### PROBLEM TO WORK ON
In the entries that follow, find the line containing "Within one instance, the", then output exactly every line from the first through that one.

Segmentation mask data

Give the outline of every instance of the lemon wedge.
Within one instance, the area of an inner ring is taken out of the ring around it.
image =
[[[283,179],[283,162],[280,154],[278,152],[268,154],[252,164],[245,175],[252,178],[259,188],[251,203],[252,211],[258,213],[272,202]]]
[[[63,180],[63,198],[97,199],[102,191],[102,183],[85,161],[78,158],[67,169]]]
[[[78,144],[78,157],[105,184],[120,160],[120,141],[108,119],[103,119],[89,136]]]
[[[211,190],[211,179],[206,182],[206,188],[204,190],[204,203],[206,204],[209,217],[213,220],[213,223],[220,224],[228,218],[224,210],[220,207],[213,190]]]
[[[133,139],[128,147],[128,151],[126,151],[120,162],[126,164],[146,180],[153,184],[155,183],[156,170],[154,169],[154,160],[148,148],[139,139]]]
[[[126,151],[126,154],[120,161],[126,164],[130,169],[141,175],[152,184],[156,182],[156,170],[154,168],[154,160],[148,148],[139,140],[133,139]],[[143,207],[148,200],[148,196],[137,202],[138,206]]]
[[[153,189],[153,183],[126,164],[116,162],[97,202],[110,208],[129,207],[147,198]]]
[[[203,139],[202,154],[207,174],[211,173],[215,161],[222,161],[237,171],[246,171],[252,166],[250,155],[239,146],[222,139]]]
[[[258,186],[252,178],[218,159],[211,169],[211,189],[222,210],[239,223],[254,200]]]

### EXERCISE ANSWER
Give the outline of every instance of the lemon wedge.
Within one instance, the area of an inner ring is taken out of the ring around it.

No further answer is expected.